### DATA SHOWN

_____

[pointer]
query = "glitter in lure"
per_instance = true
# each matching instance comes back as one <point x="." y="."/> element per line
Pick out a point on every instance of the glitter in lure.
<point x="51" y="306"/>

_____

### THE TASK
Reproduce the lines above verbatim, without any alteration.

### WRITTEN SOLUTION
[pointer]
query = "glitter in lure"
per_instance = true
# each matching instance comes back as one <point x="." y="."/> element per line
Pick out a point on every instance of the glitter in lure.
<point x="51" y="306"/>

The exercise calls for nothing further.